### Extracted text
Poland, Krakow 8th - 10th June 2019

It has been 2 months since my last trip to Iceland, and I couldn't wait to get out of London to experience the summer in other countries. Together with 4 of my friends from Singapore (that were here for electives), we headed to Krakow for a short 3 day weekend trip. Well known for their lively streets and uplifting atmosphere, I was looking forward to what was in stall for us.


Day 1


With our flight scheduled at 8.40 AM, I bid an early goodbye to my roommate Ellson, and my friends (Bryan and Jonathan) who were staying over at my place for the night, before heading off to join the rest at Farringdon station. It was a chilly journey to London Luton Airport, and we eventually boarded on our 2 hour flight to Krakow. Upon landing in Krakow Airport, we were greeted by the blazing heat.


Krakow Airport


It has been quite some time since I experienced temperatures warmer than 30 degrees Celsius, so the heat definitely proved to be a form of acclimatization to the heat that I will be exposed to when I get back to Singapore. Upon clearing customs, we made our way to the bus stop to take a bus (bus 252) to our accomodations at Starowislna 6, Old Town Krakow.


Accomodations


After settling down in our accomodation, we headed for lunch at Pod Wawelem Monomania (but not before having an ice cream or 2).


Cake Ice Cream!


With prices comparable to that in SG, we had a feast consisting of a variety of different meats, as well as this Lithuanian soup that was completely pink. Despite its colour, it tasted exactly like sour cream and onion, but it's strong taste left it being a bit too much for us to handle.


Pink Soup?!


After lunch, we headed for a walk around the old streets of Krakow, visiting the Krakow Barbican, main market square, town hall tower and many other attractions. Along the way, there were a variety of gelato shops that I couldn't resist (just like Rome), and I ended up having a total of 8 different gelatos throughout the trip.


More Gelato


With lunch being so late and filling, we decided not to have dinner, and we proceeded back to our apartment to settle for the night in preparation for an early morning the next day.


Day 2


With the bus leaving for Auschwitz at 7.10 AM, we had to wake up as early as 5 AM to wash up and have breakfast. It was a rush to catch the bus and we managed to catch it in the nick of time. What ensued was a 2 hour ride to auswitchz which mainly consisted of us falling asleep on the bus ride. When we arrived at Auschwitz, we immediately made our way to the queue for the free entry to the Auschwitz museum. The Auschwitz museum consisted of the evidences of the atrocities committed by the SS during the Holocaust. The Holocaust was the systematic, bureaucratic, state-sponsored persecution and murder of six million Jews by the Nazi regime and its collaborators. Holocaust is a word of Greek origin meaning "sacrifice by fire." The Nazis, who came to power in Germany in January 1933, believed that Germans were "racially superior" and that the Jews, deemed "inferior," were an alien threat to the so-called German racial community. The elaborate exhibitions displayed in the buildings that once were a platform for such atrocities were depressing yet enlightening.
######
Exercise requirements>
1) Answer these questions about the Krakow travel account:
(a) Which bus did the group take from the airport to their accommodations?
(b) How many different gelatos did the writer have over the whole trip?
(c) At what time did the bus for Auschwitz leave?
2) Write the next part of the Krakow travel account, picking up after its final sentence.
The listing isn't needed for anything here.
### Data provided
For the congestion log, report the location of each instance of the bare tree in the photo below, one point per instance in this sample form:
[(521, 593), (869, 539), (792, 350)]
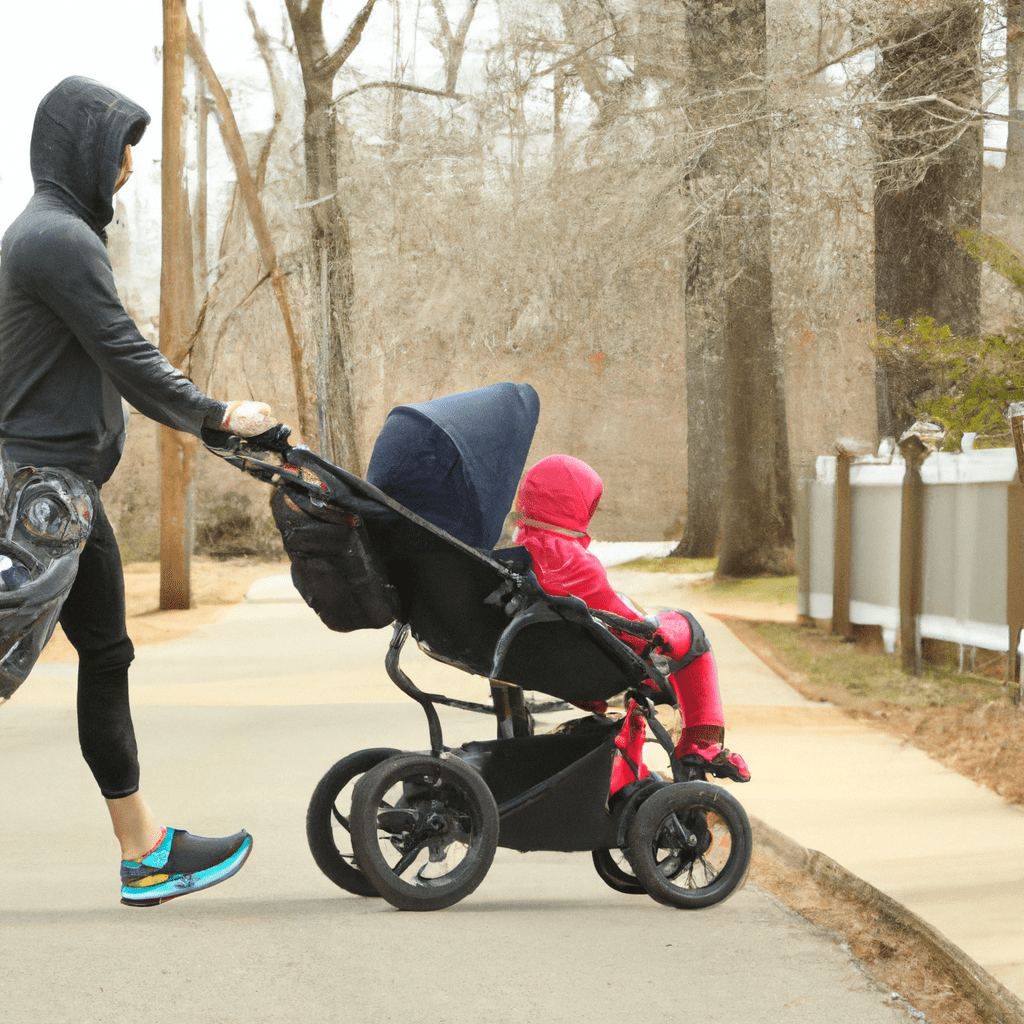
######
Results of the tasks>
1)
(a) Bus 252
(b) 8
(c) 7.10 AM

2)
Auschwitz 1


After going through the museums in Auschwitz 1, we took the shuttle bus to Auschwitz 2 (Birkenau Camp), which was labelled a death camp where many more Jews were put to death. The Birkenau camp (which held over 90,000 prisoners in 1944), also known as "Auschwitz II" This was the largest part of the Auschwitz complex. The Nazis began building it in 1941 on the site of the village of Brzezinka, three kilometers from Oswiecim. The Polish civilian population was evicted and their houses confiscated and demolished. The greater part of the apparatus of mass extermination was built in Birkenau and the majority of the victims were murdered here. With its sections separated by barbed-wire fences, Auschwitz II had the largest prisoner population of any of the three main camps. In January 1942, the first chamber using lethal Zyklon B gas was built on the camp. This building was judged inadequate for killing on the scale the Nazis wanted, and four further chambers were built. These were used for systematic genocide right up until November 1944, two months before the camp was liberated.

Auschwitz 2


Having seen what there was to see in Auschwitz, we made our way to Oswecim station for the train to Krakow. Along the way, we stopped by at Macdonald's for lunch. With prices comparable/cheaper than that of Singapore, it felt unrealistically cheap considering how expensive London is.


After returning to Krakow, we walked along the old streets once more, having more gelato and settling for dinner at a mini food street. With burgers twice the size of those at Macdonald's, and fries that tasted much better, we still haven't gotten sick of fast food (yet).

Dinner/Streets of Krakow


Having had a long day, we headed back to our apartment for the night.


Day 3


Having less on our schedule, we woke up relatively later on the 3rd day. After having a hearty breakfast consisting of the 2015 Digital Electronics paper, we made our way to the Wawel Castle, which had free entry to most exhibitions on Monday. It was really pretty and the architecture was stunning. Situated on the bank of the Vistula river and surrounded by its waters and marshes, the hill had provided a safe haven for people since the Paleolithic Period. Rebuilt and renovated many times due to fires, thefts and wars, it encompasses many different architectural styles.

Wawel Castle


Having toured the Wawel Castle, we headed to Kuchnia U Dorothy for lunch, which served cheap and authentic polish cuisine. Most of us ate the fried potato pancakes, while I treated myself to some Krakow roast pork and grilled mushrooms. Relative to the prices in London, the food in Poland had so much value for money.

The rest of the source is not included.